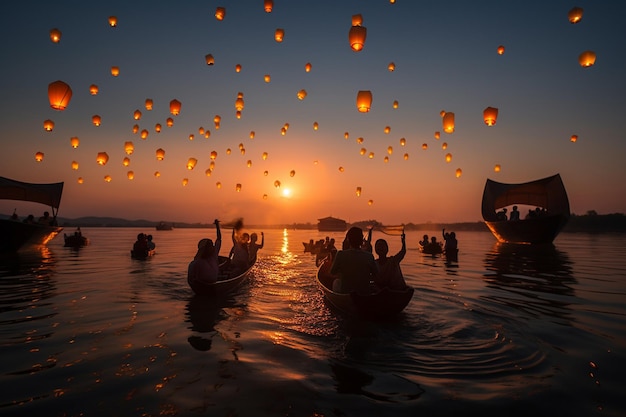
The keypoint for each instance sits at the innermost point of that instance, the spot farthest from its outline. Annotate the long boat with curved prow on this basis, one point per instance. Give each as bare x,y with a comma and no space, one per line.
381,304
227,280
15,234
548,194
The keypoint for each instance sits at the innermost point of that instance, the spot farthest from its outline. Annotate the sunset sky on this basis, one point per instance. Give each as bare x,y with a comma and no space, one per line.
445,56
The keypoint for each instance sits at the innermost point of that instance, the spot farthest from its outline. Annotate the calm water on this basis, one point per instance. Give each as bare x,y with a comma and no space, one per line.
505,331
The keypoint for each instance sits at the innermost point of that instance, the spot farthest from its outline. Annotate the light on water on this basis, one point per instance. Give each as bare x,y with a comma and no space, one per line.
508,330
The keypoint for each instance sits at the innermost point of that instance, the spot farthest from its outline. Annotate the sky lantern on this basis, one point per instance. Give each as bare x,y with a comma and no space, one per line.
220,13
448,122
490,114
59,95
175,107
587,59
575,15
364,101
279,35
356,37
48,125
55,35
102,158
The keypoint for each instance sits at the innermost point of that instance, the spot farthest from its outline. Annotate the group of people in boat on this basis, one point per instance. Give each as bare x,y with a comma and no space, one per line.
205,266
359,271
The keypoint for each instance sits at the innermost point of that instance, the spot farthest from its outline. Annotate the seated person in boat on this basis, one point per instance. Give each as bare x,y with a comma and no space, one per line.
356,267
389,271
204,269
254,247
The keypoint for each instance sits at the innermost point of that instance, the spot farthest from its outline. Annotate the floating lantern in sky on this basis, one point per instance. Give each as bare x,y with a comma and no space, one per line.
175,107
279,35
490,114
575,15
48,125
356,37
55,35
364,101
448,122
102,158
59,95
587,59
220,13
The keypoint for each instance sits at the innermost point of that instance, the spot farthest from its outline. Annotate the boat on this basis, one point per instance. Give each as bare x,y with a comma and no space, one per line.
548,194
226,282
18,235
381,304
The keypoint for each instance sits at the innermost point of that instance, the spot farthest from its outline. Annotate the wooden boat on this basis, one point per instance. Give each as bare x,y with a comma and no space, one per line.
227,281
380,304
547,193
17,235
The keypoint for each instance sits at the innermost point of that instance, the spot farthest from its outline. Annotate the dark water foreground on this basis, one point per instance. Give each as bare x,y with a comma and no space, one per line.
507,331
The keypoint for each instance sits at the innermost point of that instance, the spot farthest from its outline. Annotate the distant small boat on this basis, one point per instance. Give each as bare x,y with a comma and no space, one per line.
547,193
16,234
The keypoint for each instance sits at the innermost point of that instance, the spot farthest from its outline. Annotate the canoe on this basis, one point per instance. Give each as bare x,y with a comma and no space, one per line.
227,281
380,304
547,193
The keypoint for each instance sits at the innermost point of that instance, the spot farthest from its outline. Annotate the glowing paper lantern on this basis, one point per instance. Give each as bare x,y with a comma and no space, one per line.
220,13
448,122
490,114
102,158
575,14
356,37
279,35
587,59
175,107
48,125
364,101
55,35
59,95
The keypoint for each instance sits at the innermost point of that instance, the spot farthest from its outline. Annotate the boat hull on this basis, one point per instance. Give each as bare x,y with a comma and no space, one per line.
380,304
16,236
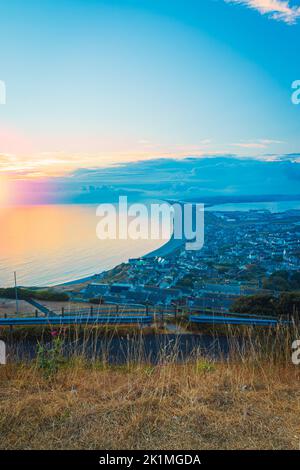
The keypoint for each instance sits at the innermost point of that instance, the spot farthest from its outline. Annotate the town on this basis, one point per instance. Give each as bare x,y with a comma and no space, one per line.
244,253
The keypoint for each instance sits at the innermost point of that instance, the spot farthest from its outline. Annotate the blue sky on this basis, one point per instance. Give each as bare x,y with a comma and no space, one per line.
95,82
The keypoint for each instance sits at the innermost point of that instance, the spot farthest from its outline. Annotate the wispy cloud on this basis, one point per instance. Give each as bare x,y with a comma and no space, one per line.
259,144
281,10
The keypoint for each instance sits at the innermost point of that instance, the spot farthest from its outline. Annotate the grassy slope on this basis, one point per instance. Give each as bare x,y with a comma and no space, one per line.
237,406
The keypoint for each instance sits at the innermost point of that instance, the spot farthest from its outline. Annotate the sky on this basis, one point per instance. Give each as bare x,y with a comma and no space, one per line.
91,83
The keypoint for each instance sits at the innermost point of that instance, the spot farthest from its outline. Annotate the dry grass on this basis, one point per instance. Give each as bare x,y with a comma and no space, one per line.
240,405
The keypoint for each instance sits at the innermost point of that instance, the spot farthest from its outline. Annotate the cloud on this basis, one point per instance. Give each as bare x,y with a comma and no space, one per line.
260,144
280,10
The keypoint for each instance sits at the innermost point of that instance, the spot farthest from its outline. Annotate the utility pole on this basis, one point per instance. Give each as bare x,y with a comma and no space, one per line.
16,289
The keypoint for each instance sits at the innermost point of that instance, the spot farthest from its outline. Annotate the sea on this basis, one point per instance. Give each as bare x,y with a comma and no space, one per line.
54,244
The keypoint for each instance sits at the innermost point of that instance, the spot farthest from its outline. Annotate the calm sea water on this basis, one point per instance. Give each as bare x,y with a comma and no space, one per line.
47,245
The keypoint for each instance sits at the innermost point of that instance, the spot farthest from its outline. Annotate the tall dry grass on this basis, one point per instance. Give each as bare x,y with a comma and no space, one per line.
248,398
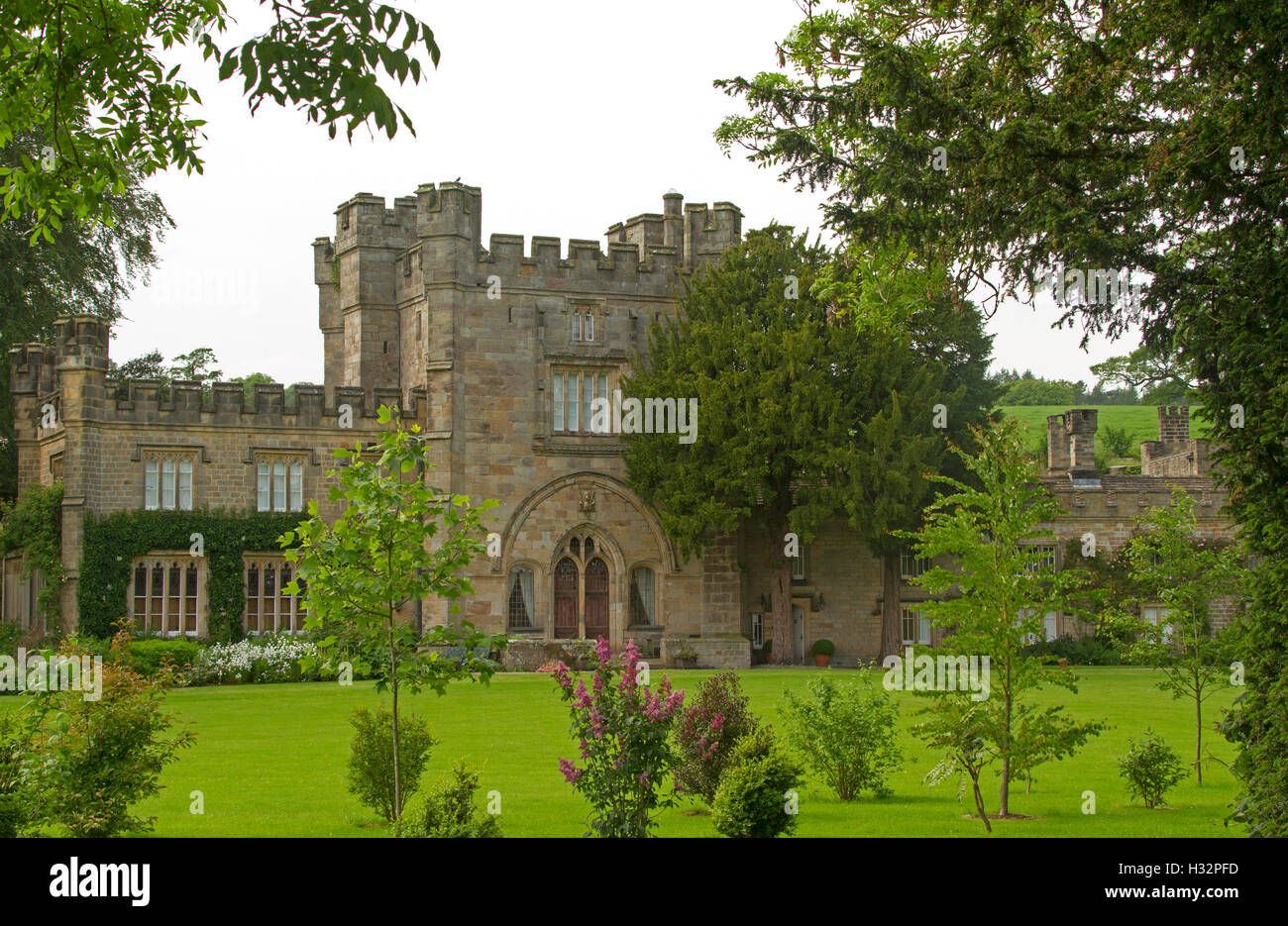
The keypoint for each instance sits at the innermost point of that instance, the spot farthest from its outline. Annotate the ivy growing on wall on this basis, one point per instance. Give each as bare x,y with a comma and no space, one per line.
34,526
114,541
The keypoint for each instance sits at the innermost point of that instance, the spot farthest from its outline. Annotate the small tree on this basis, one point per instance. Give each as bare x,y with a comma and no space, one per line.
846,733
372,772
752,797
623,729
397,541
713,721
1181,572
93,760
1150,769
1004,590
449,811
957,728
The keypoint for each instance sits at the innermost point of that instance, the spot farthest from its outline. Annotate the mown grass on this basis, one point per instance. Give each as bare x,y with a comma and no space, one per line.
269,760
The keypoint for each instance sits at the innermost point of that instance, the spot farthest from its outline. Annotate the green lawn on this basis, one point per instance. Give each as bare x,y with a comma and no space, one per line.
1140,421
270,762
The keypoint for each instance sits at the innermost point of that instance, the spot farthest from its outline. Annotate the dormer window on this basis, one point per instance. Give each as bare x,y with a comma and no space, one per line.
583,325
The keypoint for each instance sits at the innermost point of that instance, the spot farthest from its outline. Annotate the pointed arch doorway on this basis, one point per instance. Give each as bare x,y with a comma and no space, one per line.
596,599
566,599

*****

Reproduce the data from the line containing "Annotate the mown" through the end of the data, both ends included, with the requests unchanged. Scale every x and y coordinate in the answers by 1.75 and round to the nearest whole number, rounding halves up.

ANSWER FOR THIS EXERCISE:
The keypoint for each instance sits at the innermost point of that instance, the spot farthest from its outline. Annotate the mown grass on this basis, one point per instance. Give each as bare x,y with a comma and no space, one per line.
471,1330
The keypoint for each instance sits at the innermost point of that instance, the spot farthest from its outline. Annotate the green lawn on this basis, one point per instance. Give each as bare x,y with a comma and no space, one per line.
1995,737
473,1334
The keypoint for each instance sits at the innermost point of that instance, the spot farthest from its outline. Annotate the dormer window on this basis, one point per instance. Give each as bare x,y with a comma and no space, one per line.
1020,569
The keypoint for each instance sits at the innermost point of that instance, the spot farthest from its outline. Annotate the pointed arch doorway on this basis, one point per instance. Give each as bare x,y with a comma and no space, one per line.
1043,1048
991,1048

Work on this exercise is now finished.